══ Data rows ══

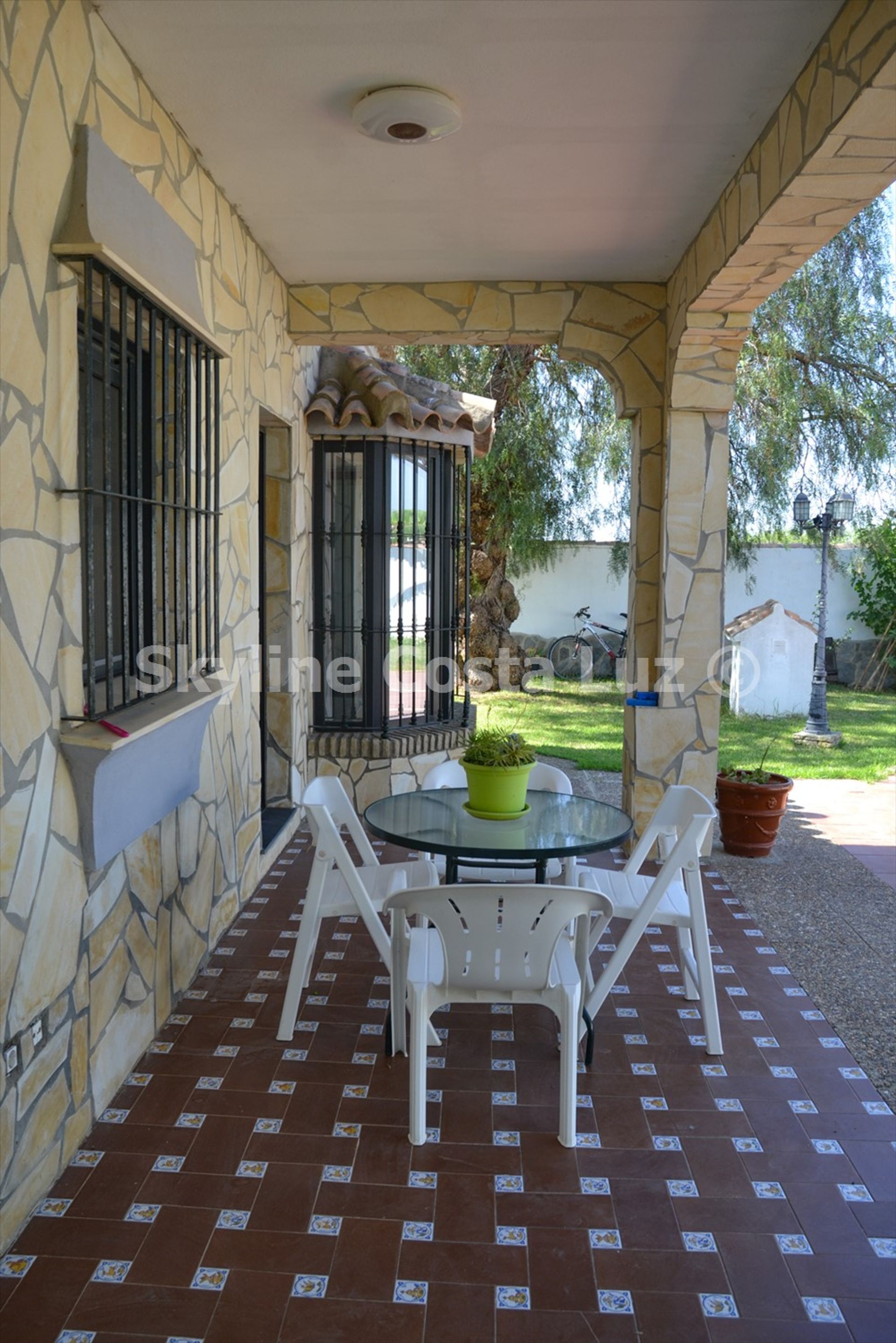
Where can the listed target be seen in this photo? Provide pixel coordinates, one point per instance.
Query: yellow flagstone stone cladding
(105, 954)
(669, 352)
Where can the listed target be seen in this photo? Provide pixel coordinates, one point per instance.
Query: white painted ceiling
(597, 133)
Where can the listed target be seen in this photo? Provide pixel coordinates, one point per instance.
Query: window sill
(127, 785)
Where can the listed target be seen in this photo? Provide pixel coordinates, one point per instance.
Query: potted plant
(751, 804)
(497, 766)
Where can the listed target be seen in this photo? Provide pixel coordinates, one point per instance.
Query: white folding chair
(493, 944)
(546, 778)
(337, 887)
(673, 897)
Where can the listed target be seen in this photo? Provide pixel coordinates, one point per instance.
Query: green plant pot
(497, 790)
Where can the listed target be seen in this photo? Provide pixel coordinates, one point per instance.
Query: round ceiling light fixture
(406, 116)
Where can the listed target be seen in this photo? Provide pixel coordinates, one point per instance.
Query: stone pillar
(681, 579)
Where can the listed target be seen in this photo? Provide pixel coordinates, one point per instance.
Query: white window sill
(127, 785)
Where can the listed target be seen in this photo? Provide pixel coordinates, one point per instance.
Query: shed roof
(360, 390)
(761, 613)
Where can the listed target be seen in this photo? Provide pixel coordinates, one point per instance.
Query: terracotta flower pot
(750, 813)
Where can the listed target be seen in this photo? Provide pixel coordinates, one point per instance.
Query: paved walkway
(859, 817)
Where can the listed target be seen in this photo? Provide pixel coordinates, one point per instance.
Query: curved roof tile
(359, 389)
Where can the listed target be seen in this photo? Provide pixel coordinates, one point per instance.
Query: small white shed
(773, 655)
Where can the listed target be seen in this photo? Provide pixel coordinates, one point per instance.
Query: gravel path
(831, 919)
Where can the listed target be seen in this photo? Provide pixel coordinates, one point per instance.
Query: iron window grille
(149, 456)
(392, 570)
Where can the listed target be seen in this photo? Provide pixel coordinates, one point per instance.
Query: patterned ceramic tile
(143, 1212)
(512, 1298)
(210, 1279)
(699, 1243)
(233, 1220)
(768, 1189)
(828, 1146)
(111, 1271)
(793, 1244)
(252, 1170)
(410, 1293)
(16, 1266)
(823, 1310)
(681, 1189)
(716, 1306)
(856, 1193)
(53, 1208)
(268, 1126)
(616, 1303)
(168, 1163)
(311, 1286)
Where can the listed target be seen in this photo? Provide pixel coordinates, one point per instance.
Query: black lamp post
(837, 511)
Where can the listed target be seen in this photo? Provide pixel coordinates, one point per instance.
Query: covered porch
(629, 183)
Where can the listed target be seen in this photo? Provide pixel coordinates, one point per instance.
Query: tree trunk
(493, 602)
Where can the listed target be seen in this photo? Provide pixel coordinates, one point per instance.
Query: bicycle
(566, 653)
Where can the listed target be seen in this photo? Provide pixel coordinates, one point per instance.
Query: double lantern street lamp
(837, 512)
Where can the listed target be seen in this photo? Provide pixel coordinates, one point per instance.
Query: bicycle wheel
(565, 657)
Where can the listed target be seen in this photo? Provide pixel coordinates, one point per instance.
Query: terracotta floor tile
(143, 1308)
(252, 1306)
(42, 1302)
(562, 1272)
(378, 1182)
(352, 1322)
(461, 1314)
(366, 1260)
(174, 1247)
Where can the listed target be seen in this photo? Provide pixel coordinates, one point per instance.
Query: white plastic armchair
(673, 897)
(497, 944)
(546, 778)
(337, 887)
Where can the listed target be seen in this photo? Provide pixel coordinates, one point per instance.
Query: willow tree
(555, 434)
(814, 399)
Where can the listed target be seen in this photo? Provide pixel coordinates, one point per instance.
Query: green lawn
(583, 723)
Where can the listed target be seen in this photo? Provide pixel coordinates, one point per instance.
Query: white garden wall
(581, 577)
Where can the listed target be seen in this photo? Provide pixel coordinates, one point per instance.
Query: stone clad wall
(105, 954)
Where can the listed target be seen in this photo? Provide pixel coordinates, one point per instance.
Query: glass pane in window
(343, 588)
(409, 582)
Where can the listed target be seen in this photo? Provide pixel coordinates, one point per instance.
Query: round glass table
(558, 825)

═══

▶ [Directions]
The pictures should not appear in the copy; every other part of the records above must be returned exactly.

▶ [Problem solution]
Where can the listed target be seen in this photo? Provide pixel coordinates, one point per instance.
Query: yellow flagstone stone cladding
(105, 954)
(669, 352)
Where can the listed target be seen in this photo? Provide pixel coordinates, one point per instance.
Query: white painted ceiling
(597, 133)
Where can the listed target be seen in this photo? Provide pixel coordinates, one point per instance.
Query: window sill
(127, 785)
Where can the listed target be seen in this photo? Provide pixel coordinates, one point per instance.
Query: potted plant
(751, 804)
(497, 766)
Where can the listed target be seen in this photo? Provide pixel coordinates, one point per instance.
Query: white folding chair
(493, 944)
(546, 778)
(337, 887)
(673, 897)
Where can the listed target be seen in this photo? Provide pixel coordinates, one point per instance.
Query: green plant pot
(497, 790)
Where can the listed target be seen in this photo? Provide pixel coordinates, one point per instance.
Query: round ceiling light fixture
(406, 116)
Where can the listed target be seen in this photo? Provide pixel coordinates, one point per instance.
Query: stone pillar
(681, 579)
Where can the listed target be seen in this photo? Provide pixel coordinates, one point per instance.
Query: white window sill
(127, 785)
Where can the listed target be seen in this photo? Provide pixel coordinates, one point per instance.
Query: shed roof
(360, 390)
(761, 613)
Where can the listed target be seen in this photo? Provide pixel coordinates, one point per instance.
Query: terracotta flower pot
(750, 813)
Where can the listed target be seen in this photo? Provide pixel coordinates, one point per instance.
Query: paved walkway
(859, 817)
Where can the listed target be seen in this photo? Provide pixel coordinates, one point per instance.
Query: curved roof tile
(359, 389)
Where can the listed target be seen in this photo? Provide pixel coordinates, one point per instance.
Query: small white shed
(773, 655)
Where can the listed target be seen in this photo? Provide pixel coordinates, one point per instance.
Query: gravel path
(831, 919)
Where can the listed target be seen in this photo? Provide pixel coordinates, one point per instance.
Query: iron window grille
(149, 456)
(392, 570)
Where can the listed target be seen in this photo? Provide pixel coordinates, one point per instance.
Query: patterned ceramic tile
(143, 1212)
(512, 1298)
(210, 1279)
(699, 1243)
(233, 1220)
(768, 1189)
(828, 1146)
(111, 1271)
(793, 1244)
(252, 1170)
(410, 1293)
(16, 1266)
(823, 1310)
(681, 1189)
(716, 1306)
(856, 1193)
(53, 1208)
(268, 1126)
(616, 1303)
(168, 1163)
(311, 1286)
Where can the listed target be seen in this photo? Provide pixel coordinates, one point per instance.
Query: black lamp post
(837, 511)
Where can the listed target be seen in this photo? Provide pixel coordinates, one point per instance.
Query: covered porch
(629, 183)
Where can the listed target be seen in this photo? Provide pixel coordinates, one point per instance.
Query: tree trunk
(493, 602)
Where can the listed target be seen in this photo? Provide pixel coordinates, one point per instance.
Query: bicycle
(566, 653)
Where can the listed target be seen in this photo? Provide pixel coordinates, one point per instance.
Query: double lantern street lamp
(837, 512)
Where can the listed target be seen in this photo? Provide pixel coordinates, one point per instance.
Query: bicycle wheel
(565, 657)
Where can the listed target be seen in this photo? Provide pixel coordinates, one point per instance.
Query: terracotta floor tile
(143, 1308)
(252, 1306)
(42, 1302)
(562, 1272)
(378, 1182)
(352, 1322)
(461, 1314)
(366, 1260)
(174, 1247)
Where can the listed target be seen in this photo? Provide pixel coordinates, one point per instance.
Query: white plastic armchair
(673, 897)
(497, 944)
(546, 778)
(337, 887)
Where can the listed target be seen in this photo? Provide pixel coordinates, one point per instance.
Query: willow tree
(555, 434)
(814, 399)
Where can the listed target be seen in this photo? Provide pixel coordinates, one point per instance.
Query: green lawn
(583, 723)
Where can the listed target be seen in this photo? Provide pixel coordinates, one point per instance.
Query: white garden wall
(581, 577)
Where can the listed target be seen in this photo? Provide pixel coordinates, one point per instance.
Query: stone clad wall
(105, 954)
Where can the listed target be seen in this photo? Provide pixel coordinates, one point per instance.
Query: glass pane in window
(343, 588)
(409, 582)
Where can the listed target be seen in this photo? Provide pixel coordinates, one point per instance.
Query: round glass table
(558, 825)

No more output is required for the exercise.